## The task
The data below is to be returned in full and exactly.

[Records excerpted from a collection]
%%

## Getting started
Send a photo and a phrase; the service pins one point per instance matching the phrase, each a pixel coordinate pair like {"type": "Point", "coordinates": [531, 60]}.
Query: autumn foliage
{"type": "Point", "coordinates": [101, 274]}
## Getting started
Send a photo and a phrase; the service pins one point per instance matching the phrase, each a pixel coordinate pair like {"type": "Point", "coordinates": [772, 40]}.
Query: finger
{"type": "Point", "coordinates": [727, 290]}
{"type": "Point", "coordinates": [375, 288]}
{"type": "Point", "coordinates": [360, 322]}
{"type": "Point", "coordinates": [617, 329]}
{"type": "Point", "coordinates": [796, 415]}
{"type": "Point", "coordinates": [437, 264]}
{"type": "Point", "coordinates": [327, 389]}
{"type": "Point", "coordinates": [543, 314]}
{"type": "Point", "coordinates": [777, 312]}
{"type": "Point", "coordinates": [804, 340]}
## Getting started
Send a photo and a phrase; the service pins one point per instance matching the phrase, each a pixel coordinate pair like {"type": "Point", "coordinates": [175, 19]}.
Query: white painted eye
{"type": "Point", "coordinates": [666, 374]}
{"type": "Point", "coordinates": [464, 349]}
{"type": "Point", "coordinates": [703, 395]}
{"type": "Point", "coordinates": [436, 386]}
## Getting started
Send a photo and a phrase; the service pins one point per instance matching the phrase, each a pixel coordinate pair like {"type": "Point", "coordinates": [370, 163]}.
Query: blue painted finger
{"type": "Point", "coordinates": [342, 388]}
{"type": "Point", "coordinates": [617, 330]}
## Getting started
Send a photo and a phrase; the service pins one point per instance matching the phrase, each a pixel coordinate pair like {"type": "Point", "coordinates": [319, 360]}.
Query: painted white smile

%%

## Answer to the problem
## Getting started
Send a photo and a phrase; the service pins one point per instance matching the phrase, each a pixel coordinate pair like {"type": "Point", "coordinates": [531, 60]}.
Query: autumn foliage
{"type": "Point", "coordinates": [101, 274]}
## Getting started
Send a photo and a phrase; the service pins one point per instance matching the phrase, each a pixel coordinate pair like {"type": "Point", "coordinates": [772, 40]}.
Query: finger
{"type": "Point", "coordinates": [727, 290]}
{"type": "Point", "coordinates": [375, 288]}
{"type": "Point", "coordinates": [360, 322]}
{"type": "Point", "coordinates": [617, 329]}
{"type": "Point", "coordinates": [796, 415]}
{"type": "Point", "coordinates": [437, 264]}
{"type": "Point", "coordinates": [327, 389]}
{"type": "Point", "coordinates": [543, 314]}
{"type": "Point", "coordinates": [777, 312]}
{"type": "Point", "coordinates": [804, 340]}
## Getting started
Send a photo and a phrase; the service pins one point per instance matching the phrase, each a pixel coordinate pair like {"type": "Point", "coordinates": [175, 19]}.
Query: white painted eye
{"type": "Point", "coordinates": [666, 374]}
{"type": "Point", "coordinates": [464, 349]}
{"type": "Point", "coordinates": [703, 395]}
{"type": "Point", "coordinates": [436, 386]}
## Getting started
Send a photo and a phrase; the service pins one point per instance matching the phrase, each a pixel coordinate pair like {"type": "Point", "coordinates": [370, 163]}.
Query: blue painted finger
{"type": "Point", "coordinates": [342, 388]}
{"type": "Point", "coordinates": [617, 330]}
## Getting started
Send a photo and a phrase; the service pins one point per instance matching the phrase, each a pixel coordinate pair like {"type": "Point", "coordinates": [319, 360]}.
Query: painted white smile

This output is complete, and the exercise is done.